Image: Dennie Palmer Wolf

Each quarter we will share a list of the resources
(books, articles, films, websites, and events) that have us thinking.

By Kathleen Hill, Dr. Dennie Palmer Wolf, Dr. Thomas Wolf, & Abigale Franco

Issue 2, April 2023

This quarter’s list of items to consider is wildly heterogeneous: films, research, novels, and websites all speaking, in different ways, to the same point: the work of amplifying creative opportunities is everywhere – from the daily habits of how we interview, to the ways in which we audition and cast, to what we choose to research. Have at it!

  • Bohnet, I. (2016). How to take the bias out of interviews. Harvard Business Review. An article urging us to recognize how often we seek to replicate ourselves in hiring, perpetuating gender, race, and class segregation even as we declare our commitment to diversity, equity, and inclusion.

(Entries for locating named things)
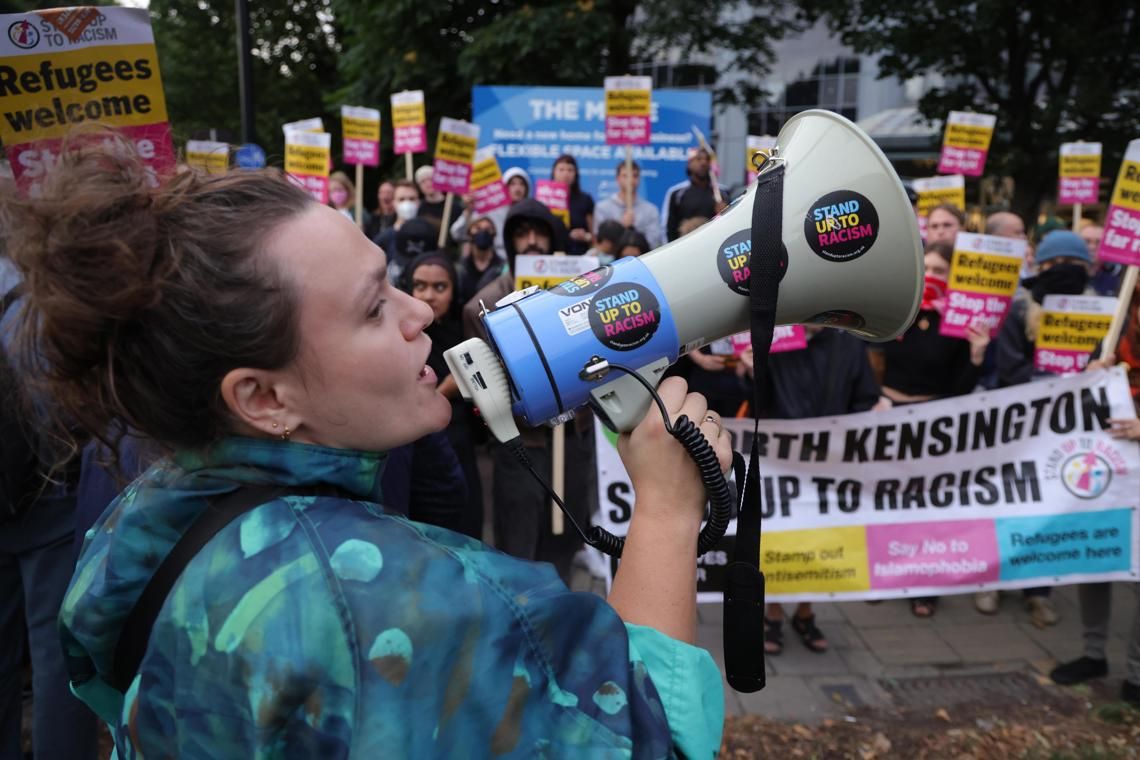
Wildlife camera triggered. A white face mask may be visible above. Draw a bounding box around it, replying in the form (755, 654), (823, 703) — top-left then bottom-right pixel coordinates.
(396, 201), (420, 220)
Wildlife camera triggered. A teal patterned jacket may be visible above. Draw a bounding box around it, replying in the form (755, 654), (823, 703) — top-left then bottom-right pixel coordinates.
(60, 439), (724, 760)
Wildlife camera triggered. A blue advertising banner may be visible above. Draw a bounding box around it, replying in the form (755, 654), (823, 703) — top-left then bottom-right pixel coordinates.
(472, 87), (713, 214)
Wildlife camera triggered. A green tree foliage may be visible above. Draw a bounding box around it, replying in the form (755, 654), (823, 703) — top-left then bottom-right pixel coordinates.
(150, 0), (340, 155)
(801, 0), (1140, 220)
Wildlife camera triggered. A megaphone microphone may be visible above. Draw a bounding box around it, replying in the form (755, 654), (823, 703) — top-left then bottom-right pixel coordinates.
(443, 111), (923, 690)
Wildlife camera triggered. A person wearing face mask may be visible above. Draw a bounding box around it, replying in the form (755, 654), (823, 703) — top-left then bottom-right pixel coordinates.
(974, 229), (1094, 628)
(372, 179), (420, 268)
(456, 215), (506, 305)
(871, 240), (990, 618)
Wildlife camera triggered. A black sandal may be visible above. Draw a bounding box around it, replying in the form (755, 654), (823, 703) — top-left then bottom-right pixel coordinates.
(764, 615), (783, 654)
(791, 615), (828, 654)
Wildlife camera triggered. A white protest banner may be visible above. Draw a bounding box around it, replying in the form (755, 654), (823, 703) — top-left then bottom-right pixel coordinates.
(0, 6), (174, 194)
(938, 232), (1028, 337)
(595, 368), (1140, 602)
(186, 140), (229, 174)
(341, 106), (380, 166)
(938, 111), (998, 177)
(471, 145), (511, 214)
(1033, 295), (1116, 375)
(431, 119), (479, 195)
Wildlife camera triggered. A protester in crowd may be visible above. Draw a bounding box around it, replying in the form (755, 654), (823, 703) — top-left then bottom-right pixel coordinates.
(455, 214), (506, 310)
(871, 240), (990, 618)
(661, 148), (728, 240)
(551, 153), (594, 256)
(594, 161), (661, 248)
(415, 166), (463, 235)
(974, 229), (1092, 628)
(328, 172), (369, 226)
(1080, 220), (1124, 296)
(586, 219), (624, 264)
(1049, 272), (1140, 706)
(408, 252), (483, 539)
(738, 325), (890, 654)
(373, 179), (420, 258)
(2, 133), (730, 758)
(927, 203), (966, 247)
(364, 180), (401, 240)
(503, 166), (530, 205)
(618, 229), (650, 259)
(463, 198), (597, 580)
(0, 255), (96, 760)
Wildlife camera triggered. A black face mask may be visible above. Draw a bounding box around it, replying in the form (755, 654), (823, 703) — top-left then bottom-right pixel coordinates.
(471, 229), (495, 251)
(1026, 264), (1089, 303)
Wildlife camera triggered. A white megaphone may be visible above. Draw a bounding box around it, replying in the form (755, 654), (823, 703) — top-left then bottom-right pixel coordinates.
(443, 111), (923, 442)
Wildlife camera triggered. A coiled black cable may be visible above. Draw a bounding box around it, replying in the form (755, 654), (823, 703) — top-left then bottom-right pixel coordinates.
(506, 365), (739, 557)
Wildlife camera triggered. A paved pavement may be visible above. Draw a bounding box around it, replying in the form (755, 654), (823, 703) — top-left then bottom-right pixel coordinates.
(698, 585), (1135, 722)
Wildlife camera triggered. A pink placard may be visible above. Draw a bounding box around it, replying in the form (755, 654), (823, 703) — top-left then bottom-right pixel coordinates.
(938, 291), (1013, 338)
(1057, 177), (1100, 204)
(286, 174), (328, 204)
(1097, 204), (1140, 267)
(344, 137), (380, 166)
(392, 124), (428, 155)
(474, 179), (511, 214)
(7, 122), (176, 195)
(605, 116), (650, 145)
(866, 519), (1001, 589)
(768, 325), (807, 353)
(938, 145), (990, 177)
(431, 158), (471, 195)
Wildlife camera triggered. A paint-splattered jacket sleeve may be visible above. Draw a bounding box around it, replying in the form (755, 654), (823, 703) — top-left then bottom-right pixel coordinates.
(64, 439), (724, 758)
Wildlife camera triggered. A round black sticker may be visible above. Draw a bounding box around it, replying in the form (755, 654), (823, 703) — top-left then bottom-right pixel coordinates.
(804, 190), (879, 261)
(589, 283), (661, 351)
(549, 267), (613, 297)
(716, 229), (752, 295)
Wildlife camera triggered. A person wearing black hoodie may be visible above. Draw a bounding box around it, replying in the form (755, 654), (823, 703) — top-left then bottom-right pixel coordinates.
(463, 198), (597, 582)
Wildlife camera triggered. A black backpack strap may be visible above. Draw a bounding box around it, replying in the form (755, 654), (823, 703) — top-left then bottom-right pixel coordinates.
(111, 484), (355, 694)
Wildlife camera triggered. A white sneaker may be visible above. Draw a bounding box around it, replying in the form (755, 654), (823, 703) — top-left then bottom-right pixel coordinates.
(974, 591), (1000, 615)
(1025, 596), (1060, 628)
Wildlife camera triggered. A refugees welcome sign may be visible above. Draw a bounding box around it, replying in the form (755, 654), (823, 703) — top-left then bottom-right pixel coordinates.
(596, 369), (1140, 602)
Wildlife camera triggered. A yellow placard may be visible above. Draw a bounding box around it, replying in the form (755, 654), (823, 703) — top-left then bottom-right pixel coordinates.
(760, 525), (871, 595)
(918, 186), (966, 216)
(950, 251), (1021, 295)
(435, 132), (479, 164)
(605, 90), (650, 116)
(471, 156), (503, 190)
(1113, 161), (1140, 211)
(341, 116), (380, 142)
(1036, 311), (1113, 352)
(285, 142), (331, 177)
(392, 100), (428, 126)
(0, 44), (168, 145)
(942, 122), (994, 150)
(1060, 153), (1100, 177)
(186, 150), (229, 174)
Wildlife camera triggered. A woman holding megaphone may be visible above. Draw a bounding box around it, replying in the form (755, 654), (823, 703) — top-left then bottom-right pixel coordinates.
(0, 133), (730, 758)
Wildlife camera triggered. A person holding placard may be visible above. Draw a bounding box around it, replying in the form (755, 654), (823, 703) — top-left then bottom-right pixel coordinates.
(594, 161), (662, 248)
(871, 242), (990, 618)
(551, 153), (594, 256)
(0, 134), (731, 758)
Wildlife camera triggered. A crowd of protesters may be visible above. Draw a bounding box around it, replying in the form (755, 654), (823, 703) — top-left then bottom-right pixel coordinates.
(0, 141), (1140, 758)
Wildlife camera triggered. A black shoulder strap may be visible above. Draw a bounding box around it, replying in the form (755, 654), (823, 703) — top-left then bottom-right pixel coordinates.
(724, 165), (788, 692)
(111, 484), (353, 693)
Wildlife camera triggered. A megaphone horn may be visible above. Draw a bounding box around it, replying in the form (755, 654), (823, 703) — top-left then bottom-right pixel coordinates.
(443, 111), (923, 441)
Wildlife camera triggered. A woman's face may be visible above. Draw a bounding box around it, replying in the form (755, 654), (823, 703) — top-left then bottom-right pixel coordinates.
(922, 253), (950, 280)
(264, 204), (451, 451)
(553, 161), (578, 185)
(412, 264), (455, 321)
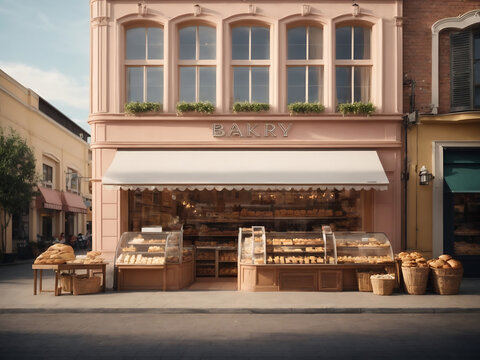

→ Written request 1
Name every author credited on the resource list.
→ Written request 2
In the resource list, which publication carried Bohnet's article on interviews?
The records have no connection to the resource list.

→ Correct response 1
Kathleen Hill, Dr. Dennie Palmer Wolf, Dr. Thomas Wolf, and Abigale Franco

→ Correct response 2
Harvard Business Review